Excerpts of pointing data
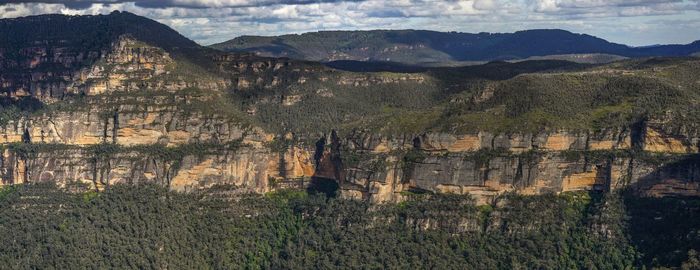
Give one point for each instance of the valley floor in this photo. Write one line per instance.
(149, 227)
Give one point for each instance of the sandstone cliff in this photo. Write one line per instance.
(131, 111)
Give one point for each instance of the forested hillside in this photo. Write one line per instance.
(149, 227)
(420, 47)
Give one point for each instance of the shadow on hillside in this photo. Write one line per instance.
(663, 230)
(680, 177)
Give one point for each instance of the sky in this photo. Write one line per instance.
(631, 22)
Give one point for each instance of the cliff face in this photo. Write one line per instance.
(487, 165)
(129, 111)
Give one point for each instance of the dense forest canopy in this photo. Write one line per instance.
(144, 227)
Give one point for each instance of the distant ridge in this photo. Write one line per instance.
(442, 48)
(91, 30)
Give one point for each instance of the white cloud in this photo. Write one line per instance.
(209, 21)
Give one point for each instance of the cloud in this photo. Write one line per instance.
(210, 21)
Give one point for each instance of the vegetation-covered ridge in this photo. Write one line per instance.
(441, 48)
(149, 227)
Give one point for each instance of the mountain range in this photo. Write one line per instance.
(420, 47)
(124, 144)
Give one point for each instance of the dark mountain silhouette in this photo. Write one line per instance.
(423, 47)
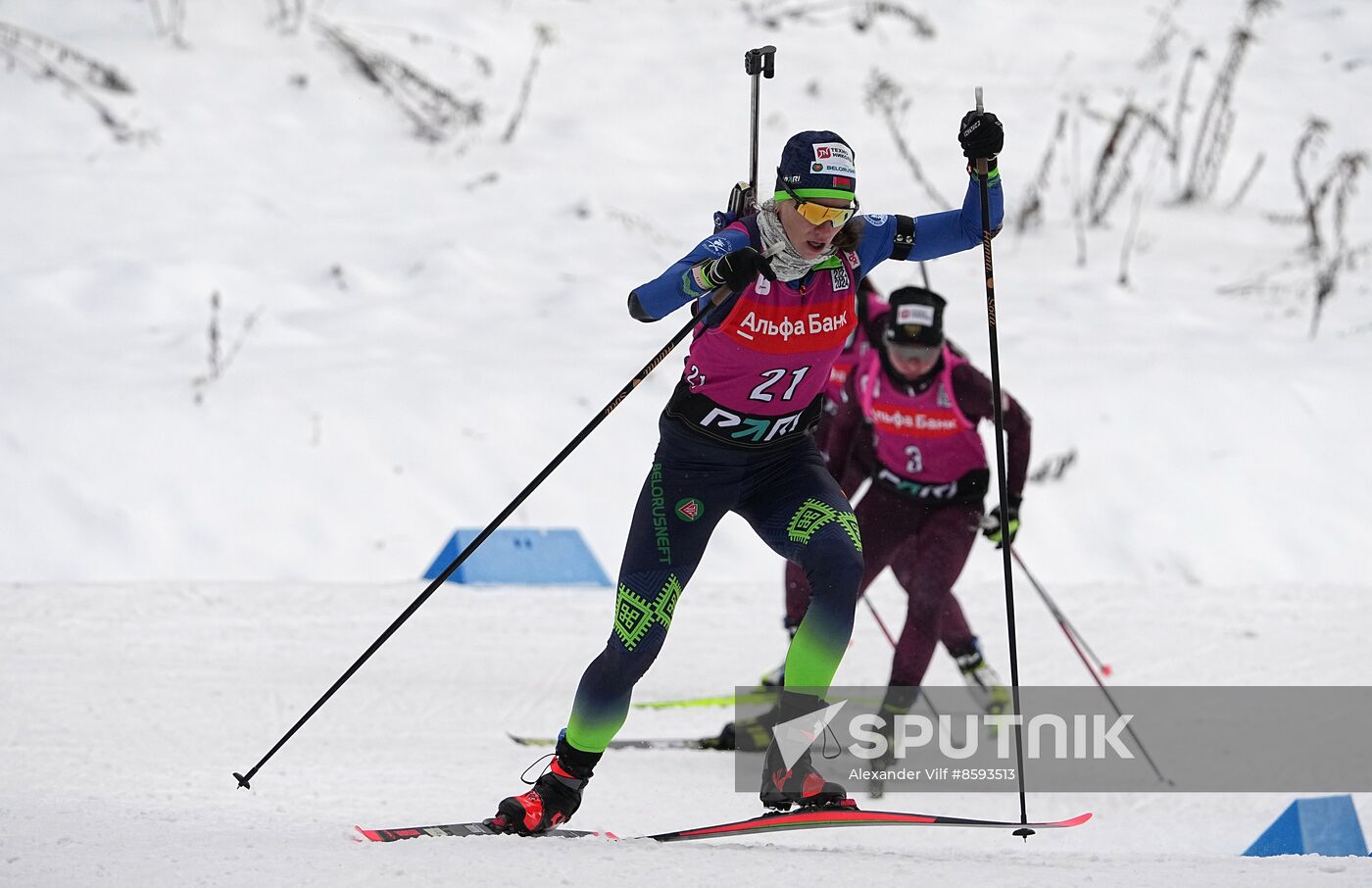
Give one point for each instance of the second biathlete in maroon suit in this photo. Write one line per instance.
(914, 407)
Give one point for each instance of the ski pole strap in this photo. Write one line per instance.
(905, 237)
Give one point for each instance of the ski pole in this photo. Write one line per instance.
(717, 297)
(1058, 616)
(984, 180)
(1073, 637)
(885, 631)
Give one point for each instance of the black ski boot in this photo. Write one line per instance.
(555, 796)
(799, 784)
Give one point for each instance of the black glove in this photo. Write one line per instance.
(738, 270)
(981, 134)
(1002, 521)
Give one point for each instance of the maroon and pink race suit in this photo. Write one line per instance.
(922, 441)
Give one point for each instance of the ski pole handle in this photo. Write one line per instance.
(983, 165)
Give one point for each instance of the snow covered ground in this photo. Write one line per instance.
(417, 326)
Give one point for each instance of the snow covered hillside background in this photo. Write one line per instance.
(291, 288)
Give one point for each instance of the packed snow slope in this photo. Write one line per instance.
(332, 278)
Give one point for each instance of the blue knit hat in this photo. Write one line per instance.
(816, 164)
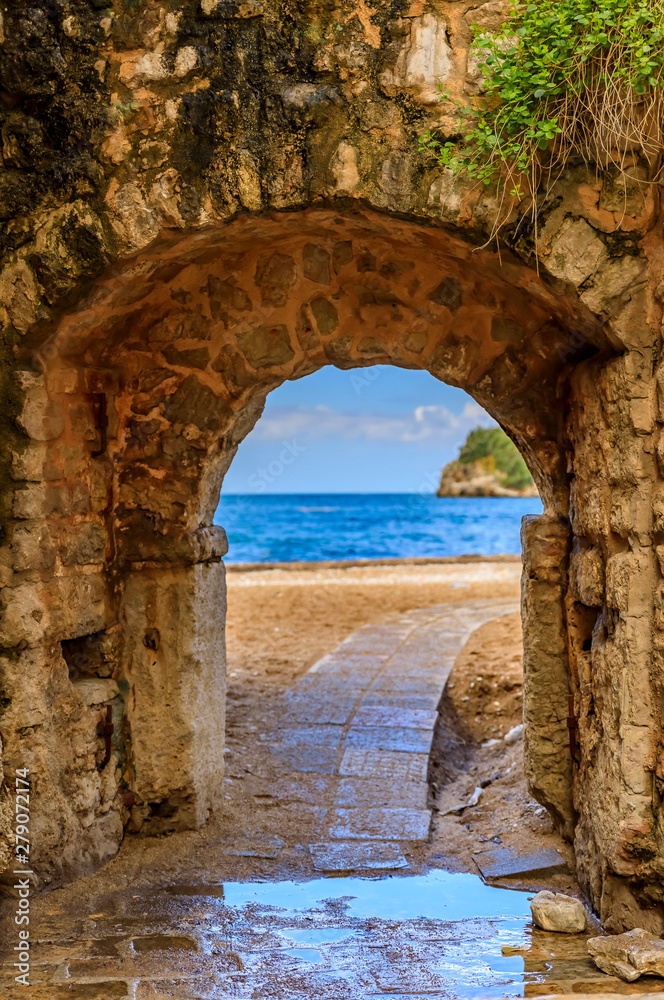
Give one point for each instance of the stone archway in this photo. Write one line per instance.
(146, 314)
(148, 385)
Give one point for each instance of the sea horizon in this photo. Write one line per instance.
(318, 527)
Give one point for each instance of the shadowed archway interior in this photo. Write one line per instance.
(149, 382)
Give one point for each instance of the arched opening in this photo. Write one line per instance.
(137, 401)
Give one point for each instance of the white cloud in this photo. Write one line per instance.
(430, 425)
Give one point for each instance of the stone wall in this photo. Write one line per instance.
(202, 200)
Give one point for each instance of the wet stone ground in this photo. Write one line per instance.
(327, 873)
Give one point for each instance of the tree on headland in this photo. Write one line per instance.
(489, 464)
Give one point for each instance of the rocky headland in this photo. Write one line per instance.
(489, 465)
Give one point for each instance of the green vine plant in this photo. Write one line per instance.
(562, 79)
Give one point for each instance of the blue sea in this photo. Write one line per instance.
(313, 527)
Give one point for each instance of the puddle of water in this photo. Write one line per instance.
(437, 895)
(316, 935)
(393, 936)
(304, 954)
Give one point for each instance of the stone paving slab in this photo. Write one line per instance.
(364, 715)
(335, 663)
(320, 760)
(505, 863)
(381, 824)
(314, 735)
(387, 765)
(364, 792)
(349, 857)
(401, 718)
(387, 738)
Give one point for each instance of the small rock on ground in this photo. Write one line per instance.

- **Task objective**:
Return the items verbatim, starting at the line that contains "Give one point for each instance of the puddle" and continuing through the last line of the items.

- **Response for this exercise**:
Give one point for each instance of the puddle of water in this photo. Write one line per instance.
(437, 895)
(316, 935)
(393, 936)
(304, 954)
Give one point for each instance of the stone paving slab in this photo. Write one line per instance.
(364, 715)
(335, 663)
(320, 760)
(505, 863)
(381, 824)
(314, 735)
(387, 765)
(364, 792)
(349, 857)
(401, 718)
(387, 738)
Give one point for each instance of the small rock on ground in this photo. Write one line per instance.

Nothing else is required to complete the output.